■ **과제 목표**
아래 자료 전체를 한 줄당 문자열 하나씩 담은 JSON 목록으로 바꿔 주세요. 빈 줄은 넣지 않습니다.

■ **제시된 자료**
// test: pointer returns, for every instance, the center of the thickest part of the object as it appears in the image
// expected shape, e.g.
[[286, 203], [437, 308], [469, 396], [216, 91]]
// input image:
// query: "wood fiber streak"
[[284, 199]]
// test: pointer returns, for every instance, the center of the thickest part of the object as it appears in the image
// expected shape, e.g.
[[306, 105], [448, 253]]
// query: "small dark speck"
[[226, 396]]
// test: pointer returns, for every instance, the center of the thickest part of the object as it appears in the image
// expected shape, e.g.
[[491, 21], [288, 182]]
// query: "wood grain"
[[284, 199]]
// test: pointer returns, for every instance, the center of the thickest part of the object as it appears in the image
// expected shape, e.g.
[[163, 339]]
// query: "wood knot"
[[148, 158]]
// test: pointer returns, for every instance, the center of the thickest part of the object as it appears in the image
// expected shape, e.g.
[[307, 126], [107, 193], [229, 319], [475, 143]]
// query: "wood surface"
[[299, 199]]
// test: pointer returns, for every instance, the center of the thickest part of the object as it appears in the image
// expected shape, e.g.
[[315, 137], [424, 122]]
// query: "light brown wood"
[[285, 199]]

■ **과제 답변**
[
  "// test: pointer returns, for every instance, the center of the thickest part of the object as it appears in the image",
  "// expected shape, e.g.",
  "[[286, 203], [437, 308], [469, 396], [216, 91]]",
  "// input image:",
  "// query: \"wood fiber streak\"",
  "[[284, 199]]",
  "// test: pointer returns, for every instance, the center of the thickest part of the object as it appears in the image",
  "// expected shape, e.g.",
  "[[306, 105], [448, 253]]",
  "// query: \"small dark speck\"",
  "[[226, 396]]",
  "// test: pointer returns, for every instance, the center of the thickest part of the object as it appears in the image",
  "// expected shape, e.g.",
  "[[491, 21], [288, 182]]",
  "// query: \"wood grain\"",
  "[[284, 199]]",
  "// test: pointer returns, for every instance, the center of the thickest part of the object as it appears in the image",
  "// expected shape, e.g.",
  "[[163, 339]]",
  "// query: \"wood knot\"",
  "[[148, 158]]",
  "// test: pointer returns, for every instance, the center of the thickest part of the object as it appears in the image",
  "// expected shape, e.g.",
  "[[307, 126], [107, 193], [229, 319], [475, 143]]",
  "// query: \"wood surface\"",
  "[[299, 199]]",
  "// test: pointer returns, for every instance, the center of the thickest part of the object as it appears in the image",
  "// expected shape, e.g.",
  "[[315, 137], [424, 122]]",
  "// query: \"light brown wood\"",
  "[[285, 199]]"
]